Task instructions:
Reproduce verbatim the lines of the material below, starting at the line with "# point at: rooftop (one per instance)" and ending at the line with "# point at: paved walkway (one per instance)", both inclusive; skip the rest.

-- Opening Marker --

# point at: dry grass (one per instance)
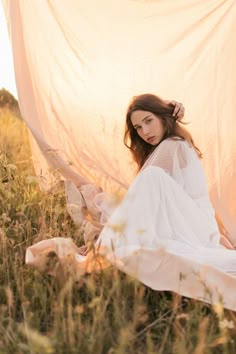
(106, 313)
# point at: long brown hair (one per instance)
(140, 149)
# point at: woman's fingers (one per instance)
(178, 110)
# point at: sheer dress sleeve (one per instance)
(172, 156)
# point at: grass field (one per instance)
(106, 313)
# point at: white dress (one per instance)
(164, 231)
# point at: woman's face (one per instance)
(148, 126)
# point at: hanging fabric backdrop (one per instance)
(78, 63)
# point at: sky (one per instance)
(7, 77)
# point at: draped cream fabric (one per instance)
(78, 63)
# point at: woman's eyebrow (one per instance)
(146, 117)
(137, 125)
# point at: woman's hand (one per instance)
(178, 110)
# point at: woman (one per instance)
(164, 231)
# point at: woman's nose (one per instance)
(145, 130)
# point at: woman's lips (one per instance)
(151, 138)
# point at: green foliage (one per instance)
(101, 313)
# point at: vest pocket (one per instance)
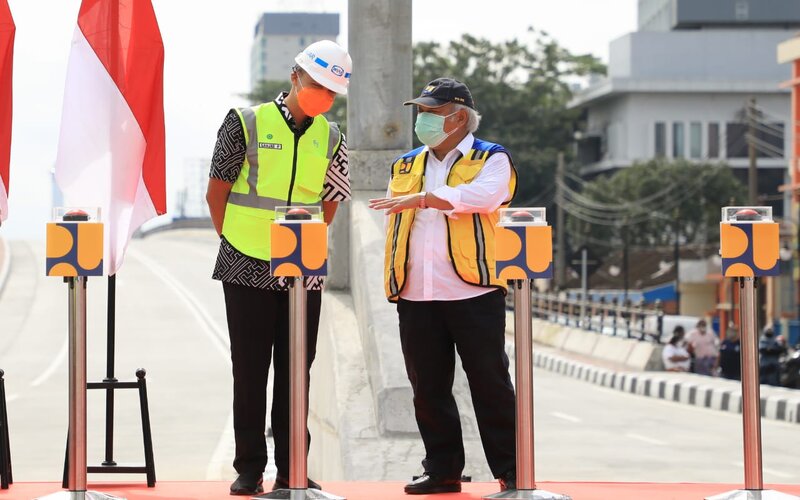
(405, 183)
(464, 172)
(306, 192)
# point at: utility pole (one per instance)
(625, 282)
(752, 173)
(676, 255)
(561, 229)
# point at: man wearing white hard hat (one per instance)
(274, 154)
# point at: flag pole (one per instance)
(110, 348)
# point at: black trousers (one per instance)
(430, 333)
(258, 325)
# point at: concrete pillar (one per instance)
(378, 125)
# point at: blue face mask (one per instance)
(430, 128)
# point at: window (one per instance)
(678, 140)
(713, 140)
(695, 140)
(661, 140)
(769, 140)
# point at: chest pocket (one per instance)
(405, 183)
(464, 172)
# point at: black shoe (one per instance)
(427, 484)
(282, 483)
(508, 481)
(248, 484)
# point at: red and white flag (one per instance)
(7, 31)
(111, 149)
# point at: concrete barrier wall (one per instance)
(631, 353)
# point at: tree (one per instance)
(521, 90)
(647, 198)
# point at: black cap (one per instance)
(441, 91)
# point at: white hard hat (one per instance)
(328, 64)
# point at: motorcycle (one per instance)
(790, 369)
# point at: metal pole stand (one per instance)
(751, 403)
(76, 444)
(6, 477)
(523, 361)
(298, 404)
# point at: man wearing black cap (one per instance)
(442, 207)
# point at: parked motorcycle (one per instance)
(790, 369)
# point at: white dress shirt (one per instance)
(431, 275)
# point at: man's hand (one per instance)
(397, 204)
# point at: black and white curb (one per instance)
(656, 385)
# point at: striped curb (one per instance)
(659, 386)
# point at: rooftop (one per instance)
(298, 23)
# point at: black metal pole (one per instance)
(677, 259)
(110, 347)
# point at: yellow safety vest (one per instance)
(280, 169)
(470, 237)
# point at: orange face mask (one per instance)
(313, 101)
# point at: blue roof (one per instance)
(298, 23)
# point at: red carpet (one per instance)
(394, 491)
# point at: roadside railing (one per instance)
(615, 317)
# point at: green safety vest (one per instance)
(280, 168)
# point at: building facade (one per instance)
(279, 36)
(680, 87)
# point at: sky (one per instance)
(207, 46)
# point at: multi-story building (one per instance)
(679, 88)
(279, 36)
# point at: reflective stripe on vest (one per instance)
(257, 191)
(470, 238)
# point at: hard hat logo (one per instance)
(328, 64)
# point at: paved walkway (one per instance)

-- Closing Marker --
-- Opening Marker --

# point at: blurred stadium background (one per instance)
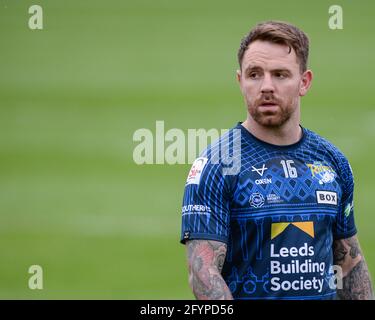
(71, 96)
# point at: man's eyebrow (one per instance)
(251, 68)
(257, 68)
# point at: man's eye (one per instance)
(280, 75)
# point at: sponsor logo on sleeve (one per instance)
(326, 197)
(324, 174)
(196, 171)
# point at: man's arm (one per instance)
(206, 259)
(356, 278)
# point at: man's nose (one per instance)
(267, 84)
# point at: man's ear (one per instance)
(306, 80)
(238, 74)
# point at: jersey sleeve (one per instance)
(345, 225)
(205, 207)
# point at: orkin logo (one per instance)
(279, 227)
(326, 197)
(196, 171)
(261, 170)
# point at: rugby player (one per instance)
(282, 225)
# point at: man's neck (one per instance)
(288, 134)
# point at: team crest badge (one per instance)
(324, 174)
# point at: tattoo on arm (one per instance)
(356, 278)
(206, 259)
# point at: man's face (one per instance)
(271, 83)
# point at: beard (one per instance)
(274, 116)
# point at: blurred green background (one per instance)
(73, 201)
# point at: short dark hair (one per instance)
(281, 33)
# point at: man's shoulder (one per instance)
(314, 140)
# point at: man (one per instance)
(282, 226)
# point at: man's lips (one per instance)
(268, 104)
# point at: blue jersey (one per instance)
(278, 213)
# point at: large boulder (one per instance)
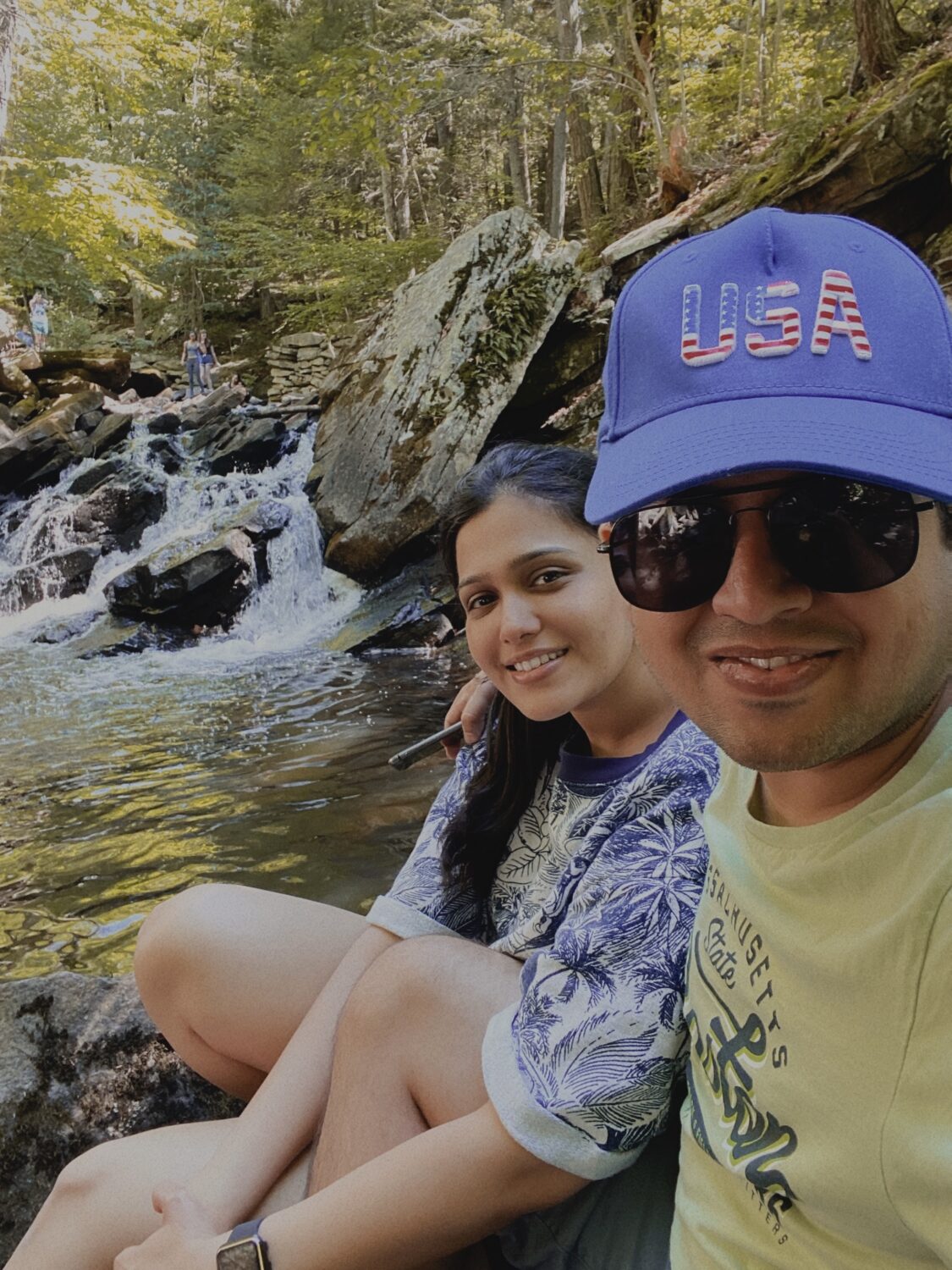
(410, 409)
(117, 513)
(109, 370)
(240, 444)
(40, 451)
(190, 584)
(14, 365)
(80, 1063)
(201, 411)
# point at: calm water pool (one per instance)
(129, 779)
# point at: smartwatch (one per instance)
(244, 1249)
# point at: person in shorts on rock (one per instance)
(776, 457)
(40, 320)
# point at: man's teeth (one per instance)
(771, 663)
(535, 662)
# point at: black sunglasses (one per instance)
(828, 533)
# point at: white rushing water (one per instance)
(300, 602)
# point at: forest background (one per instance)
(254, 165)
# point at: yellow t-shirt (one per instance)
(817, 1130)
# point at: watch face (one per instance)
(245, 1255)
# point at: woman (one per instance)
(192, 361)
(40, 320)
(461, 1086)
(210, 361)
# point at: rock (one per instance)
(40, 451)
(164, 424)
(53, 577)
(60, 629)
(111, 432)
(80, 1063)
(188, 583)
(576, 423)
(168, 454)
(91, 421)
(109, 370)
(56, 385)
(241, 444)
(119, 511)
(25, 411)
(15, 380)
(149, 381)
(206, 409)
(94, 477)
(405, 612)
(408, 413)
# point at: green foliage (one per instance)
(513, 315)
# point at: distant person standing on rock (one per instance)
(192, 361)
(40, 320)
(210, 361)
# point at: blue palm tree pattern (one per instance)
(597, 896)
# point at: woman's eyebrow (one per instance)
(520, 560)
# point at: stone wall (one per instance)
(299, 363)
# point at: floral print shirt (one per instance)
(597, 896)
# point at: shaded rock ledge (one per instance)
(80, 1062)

-- Closing Marker --
-- Opening Marker --

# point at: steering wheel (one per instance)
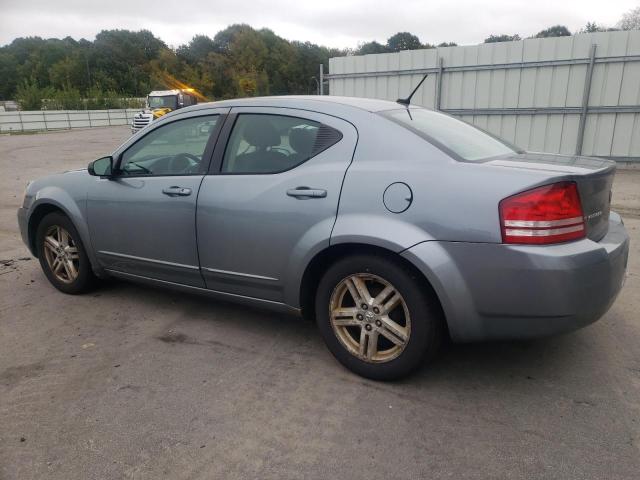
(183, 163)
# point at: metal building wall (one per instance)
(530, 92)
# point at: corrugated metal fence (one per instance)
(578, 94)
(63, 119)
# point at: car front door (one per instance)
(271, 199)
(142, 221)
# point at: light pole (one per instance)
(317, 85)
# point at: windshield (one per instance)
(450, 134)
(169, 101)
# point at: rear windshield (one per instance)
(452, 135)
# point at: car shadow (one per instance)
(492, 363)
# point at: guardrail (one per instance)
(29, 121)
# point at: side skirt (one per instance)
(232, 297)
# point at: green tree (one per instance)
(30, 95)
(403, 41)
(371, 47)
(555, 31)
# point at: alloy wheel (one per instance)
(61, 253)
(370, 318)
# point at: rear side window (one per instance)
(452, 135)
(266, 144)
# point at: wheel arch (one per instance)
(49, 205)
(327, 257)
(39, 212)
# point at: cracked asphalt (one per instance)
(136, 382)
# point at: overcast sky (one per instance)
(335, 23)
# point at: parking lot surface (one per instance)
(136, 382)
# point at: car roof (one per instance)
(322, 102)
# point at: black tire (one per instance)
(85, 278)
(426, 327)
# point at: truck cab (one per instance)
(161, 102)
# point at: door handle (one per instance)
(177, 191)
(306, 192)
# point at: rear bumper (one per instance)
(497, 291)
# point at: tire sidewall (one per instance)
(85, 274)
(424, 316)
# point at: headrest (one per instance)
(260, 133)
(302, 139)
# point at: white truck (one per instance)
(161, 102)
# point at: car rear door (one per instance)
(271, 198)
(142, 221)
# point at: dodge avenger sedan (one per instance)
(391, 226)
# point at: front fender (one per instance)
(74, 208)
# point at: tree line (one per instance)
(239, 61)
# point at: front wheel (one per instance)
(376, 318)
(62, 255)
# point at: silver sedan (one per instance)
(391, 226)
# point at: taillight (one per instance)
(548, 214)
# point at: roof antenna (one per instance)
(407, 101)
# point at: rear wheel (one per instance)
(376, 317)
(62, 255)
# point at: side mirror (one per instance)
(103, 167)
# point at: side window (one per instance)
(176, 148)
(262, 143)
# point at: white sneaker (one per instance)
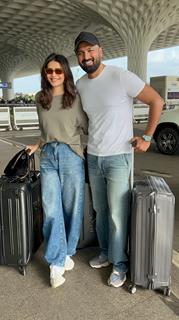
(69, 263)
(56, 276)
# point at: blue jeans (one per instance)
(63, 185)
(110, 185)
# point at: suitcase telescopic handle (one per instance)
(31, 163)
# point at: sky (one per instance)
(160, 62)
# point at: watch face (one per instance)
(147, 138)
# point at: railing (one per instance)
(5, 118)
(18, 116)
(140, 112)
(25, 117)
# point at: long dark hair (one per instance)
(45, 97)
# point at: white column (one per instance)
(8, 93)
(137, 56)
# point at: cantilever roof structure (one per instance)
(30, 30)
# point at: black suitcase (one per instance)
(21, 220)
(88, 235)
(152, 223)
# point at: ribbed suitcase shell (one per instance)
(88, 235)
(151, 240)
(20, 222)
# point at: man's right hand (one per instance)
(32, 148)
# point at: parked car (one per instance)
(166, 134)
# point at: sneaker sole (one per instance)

-- Closing Marker --

Result for this exercise:
# point at: rooftop (one per instance)
(298, 23)
# point at: black metal pole (one per instance)
(677, 259)
(110, 347)
# point at: yellow safety vest (one per instance)
(280, 169)
(470, 237)
# point at: orange face mask (one per instance)
(313, 101)
# point at: blue roof (one per instance)
(298, 23)
# point at: red carpet (one per instance)
(394, 491)
# point at: roadside railing (one per instance)
(615, 317)
# point at: green safety vest (one per instance)
(280, 168)
# point at: building facade (one per instance)
(279, 36)
(680, 87)
# point at: sky (one per instance)
(207, 46)
# point at: multi-story building (one per instance)
(679, 88)
(279, 36)
# point at: reflective stripe on vest (one per instance)
(257, 191)
(470, 238)
# point at: hard hat logo (one per instance)
(328, 64)
# point at: paved walkway (one per instance)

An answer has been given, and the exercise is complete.